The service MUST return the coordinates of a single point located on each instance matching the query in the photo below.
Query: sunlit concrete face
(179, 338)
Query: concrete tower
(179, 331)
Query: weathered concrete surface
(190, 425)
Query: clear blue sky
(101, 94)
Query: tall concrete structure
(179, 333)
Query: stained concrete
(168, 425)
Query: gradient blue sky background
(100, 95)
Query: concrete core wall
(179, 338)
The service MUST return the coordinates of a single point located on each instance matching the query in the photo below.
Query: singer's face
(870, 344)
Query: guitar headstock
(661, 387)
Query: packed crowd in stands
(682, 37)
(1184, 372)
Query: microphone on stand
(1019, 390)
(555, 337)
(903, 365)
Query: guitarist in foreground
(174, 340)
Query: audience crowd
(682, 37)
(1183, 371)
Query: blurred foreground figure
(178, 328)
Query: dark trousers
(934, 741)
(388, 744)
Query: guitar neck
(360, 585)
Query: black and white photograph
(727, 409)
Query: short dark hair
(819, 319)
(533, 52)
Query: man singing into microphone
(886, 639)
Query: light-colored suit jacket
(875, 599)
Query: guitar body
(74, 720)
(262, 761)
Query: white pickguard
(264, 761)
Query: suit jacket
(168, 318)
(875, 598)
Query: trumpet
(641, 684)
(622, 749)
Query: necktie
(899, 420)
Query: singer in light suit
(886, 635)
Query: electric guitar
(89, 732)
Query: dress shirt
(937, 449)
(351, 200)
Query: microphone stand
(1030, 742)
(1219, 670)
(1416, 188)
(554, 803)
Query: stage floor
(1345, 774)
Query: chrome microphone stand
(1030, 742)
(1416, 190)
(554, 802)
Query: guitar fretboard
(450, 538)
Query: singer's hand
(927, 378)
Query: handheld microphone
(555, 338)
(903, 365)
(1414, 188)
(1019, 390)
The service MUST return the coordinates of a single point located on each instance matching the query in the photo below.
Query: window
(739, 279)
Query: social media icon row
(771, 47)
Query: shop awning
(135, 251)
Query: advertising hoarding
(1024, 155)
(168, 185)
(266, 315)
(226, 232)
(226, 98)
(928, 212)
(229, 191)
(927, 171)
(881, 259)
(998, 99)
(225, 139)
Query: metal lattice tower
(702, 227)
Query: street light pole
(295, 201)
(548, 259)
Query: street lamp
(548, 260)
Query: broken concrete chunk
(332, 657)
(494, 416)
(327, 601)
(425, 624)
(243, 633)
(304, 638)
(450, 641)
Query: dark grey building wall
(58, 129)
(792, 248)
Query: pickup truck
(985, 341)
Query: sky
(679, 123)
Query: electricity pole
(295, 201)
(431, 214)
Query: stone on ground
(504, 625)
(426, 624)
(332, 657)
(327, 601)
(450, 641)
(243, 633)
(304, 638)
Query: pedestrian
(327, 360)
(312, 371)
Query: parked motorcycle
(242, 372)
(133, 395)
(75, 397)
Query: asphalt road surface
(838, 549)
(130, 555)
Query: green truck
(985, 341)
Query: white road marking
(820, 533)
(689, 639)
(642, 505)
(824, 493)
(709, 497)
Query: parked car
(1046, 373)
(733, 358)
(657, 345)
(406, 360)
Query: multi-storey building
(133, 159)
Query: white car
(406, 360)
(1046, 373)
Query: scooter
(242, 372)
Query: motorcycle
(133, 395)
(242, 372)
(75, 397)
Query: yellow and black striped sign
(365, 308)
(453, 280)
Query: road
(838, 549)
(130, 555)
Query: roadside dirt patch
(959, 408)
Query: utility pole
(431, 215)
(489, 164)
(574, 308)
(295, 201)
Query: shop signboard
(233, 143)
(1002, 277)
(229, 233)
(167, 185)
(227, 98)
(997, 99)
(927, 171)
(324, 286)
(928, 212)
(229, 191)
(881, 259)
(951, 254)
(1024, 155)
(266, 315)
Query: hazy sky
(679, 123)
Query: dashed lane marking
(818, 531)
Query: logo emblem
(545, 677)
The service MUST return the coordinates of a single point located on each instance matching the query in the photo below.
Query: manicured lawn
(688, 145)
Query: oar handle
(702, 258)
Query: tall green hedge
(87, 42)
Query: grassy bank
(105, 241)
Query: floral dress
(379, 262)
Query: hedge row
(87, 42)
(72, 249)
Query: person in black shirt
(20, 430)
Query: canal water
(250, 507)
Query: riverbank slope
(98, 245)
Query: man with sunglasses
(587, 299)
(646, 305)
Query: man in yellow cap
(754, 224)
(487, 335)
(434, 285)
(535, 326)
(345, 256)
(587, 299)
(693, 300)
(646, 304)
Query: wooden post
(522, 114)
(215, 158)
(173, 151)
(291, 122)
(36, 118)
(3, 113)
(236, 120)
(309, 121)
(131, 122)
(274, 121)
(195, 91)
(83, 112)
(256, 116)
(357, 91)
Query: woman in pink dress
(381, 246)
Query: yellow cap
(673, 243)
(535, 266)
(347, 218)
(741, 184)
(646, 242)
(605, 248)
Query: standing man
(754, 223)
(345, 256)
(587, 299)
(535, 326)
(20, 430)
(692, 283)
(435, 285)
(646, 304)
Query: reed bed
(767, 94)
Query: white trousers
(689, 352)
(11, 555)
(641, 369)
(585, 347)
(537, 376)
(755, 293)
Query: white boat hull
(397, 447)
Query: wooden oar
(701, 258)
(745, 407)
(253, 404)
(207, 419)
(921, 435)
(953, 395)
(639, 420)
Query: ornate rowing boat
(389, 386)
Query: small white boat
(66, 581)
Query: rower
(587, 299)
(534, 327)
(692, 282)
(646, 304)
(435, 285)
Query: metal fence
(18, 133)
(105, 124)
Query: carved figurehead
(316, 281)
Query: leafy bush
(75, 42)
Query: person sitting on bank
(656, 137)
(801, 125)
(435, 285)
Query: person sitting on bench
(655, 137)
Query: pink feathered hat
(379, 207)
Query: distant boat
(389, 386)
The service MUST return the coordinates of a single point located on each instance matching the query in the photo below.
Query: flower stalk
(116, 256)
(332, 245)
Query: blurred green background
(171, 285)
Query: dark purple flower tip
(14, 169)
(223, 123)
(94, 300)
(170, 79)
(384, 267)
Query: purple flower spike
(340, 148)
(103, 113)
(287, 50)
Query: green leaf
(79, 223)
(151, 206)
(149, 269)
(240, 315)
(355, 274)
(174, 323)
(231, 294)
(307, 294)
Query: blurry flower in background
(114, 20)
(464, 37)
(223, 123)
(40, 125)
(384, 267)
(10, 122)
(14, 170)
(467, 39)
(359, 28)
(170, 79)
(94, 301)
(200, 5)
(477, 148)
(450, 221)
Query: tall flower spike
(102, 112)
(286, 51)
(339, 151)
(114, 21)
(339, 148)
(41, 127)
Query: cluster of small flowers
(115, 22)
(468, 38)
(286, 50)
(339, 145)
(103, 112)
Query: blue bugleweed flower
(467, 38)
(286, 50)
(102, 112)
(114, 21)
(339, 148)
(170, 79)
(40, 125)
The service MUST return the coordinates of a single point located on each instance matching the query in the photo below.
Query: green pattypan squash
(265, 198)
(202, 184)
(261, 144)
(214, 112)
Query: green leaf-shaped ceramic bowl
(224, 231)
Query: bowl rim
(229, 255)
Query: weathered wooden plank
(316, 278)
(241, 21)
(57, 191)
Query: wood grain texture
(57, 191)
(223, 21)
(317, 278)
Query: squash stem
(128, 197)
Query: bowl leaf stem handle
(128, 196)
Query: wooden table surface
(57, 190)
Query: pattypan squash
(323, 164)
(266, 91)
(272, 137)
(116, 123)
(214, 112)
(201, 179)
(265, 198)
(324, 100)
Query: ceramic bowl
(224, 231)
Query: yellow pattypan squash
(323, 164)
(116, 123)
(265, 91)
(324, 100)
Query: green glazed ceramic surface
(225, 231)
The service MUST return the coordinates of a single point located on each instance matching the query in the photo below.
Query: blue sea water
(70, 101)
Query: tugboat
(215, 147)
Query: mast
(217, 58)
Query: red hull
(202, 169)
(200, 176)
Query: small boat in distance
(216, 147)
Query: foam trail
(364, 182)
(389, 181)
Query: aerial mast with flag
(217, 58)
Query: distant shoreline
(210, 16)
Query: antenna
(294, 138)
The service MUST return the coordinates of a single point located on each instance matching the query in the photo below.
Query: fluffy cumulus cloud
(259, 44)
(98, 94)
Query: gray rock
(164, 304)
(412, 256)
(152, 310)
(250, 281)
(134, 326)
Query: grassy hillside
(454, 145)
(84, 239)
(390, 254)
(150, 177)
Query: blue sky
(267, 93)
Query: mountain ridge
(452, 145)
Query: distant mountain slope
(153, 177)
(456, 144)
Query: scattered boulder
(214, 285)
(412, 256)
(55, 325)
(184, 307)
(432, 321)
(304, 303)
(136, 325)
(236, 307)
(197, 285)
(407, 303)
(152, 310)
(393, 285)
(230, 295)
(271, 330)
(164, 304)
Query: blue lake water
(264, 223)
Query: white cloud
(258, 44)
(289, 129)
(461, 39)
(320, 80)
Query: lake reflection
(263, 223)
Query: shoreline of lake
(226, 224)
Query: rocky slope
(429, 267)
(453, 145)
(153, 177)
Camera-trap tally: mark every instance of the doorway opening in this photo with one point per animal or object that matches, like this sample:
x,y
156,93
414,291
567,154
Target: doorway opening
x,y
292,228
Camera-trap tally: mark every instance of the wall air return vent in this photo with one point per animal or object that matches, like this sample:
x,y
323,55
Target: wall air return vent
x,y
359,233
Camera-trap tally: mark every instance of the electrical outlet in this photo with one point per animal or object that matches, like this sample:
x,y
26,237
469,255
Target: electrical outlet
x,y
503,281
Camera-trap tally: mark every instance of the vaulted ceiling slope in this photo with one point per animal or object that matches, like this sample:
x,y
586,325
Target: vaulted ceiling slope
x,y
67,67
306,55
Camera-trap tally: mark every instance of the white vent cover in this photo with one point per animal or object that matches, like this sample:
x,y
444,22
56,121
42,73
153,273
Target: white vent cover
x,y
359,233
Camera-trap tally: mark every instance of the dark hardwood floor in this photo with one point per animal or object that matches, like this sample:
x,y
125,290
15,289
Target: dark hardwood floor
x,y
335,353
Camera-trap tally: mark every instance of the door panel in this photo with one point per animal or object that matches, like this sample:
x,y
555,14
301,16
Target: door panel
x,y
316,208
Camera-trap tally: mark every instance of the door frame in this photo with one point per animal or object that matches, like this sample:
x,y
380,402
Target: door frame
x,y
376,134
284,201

» Work to be completed:
Transcribe exactly the line containing "Camera-trap tally: mark every instance of the vaulted" and all remaining lines of the material, ending with the last one.

» Complete output:
Camera-trap tally: mark every instance of the vaulted ceiling slope in this photo with one point per animal or object that matches, like this sample:
x,y
586,325
Target: vaulted ceiling slope
x,y
67,67
306,55
Camera-trap tally: mark every instance of the white vent cover in this photo with one point per animal or object that matches, like this sample:
x,y
444,22
56,121
42,73
153,273
Target: white vent cover
x,y
359,233
Camera-trap tally: mark every instance of the dark hardwood floor in this photo with one point per animal or object that matches, like this sample:
x,y
125,290
15,289
Target: dark hardwood floor
x,y
335,353
Camera-trap tally: mark every instance of the door panel in this photo with one point per animal or object that matches, like this sample:
x,y
555,14
301,16
Target: door panel
x,y
316,208
Camera-trap tally: mark every instance of the door frame in this photo with one point per animal or object that matches, like this sample:
x,y
380,402
Target: door frame
x,y
376,134
284,201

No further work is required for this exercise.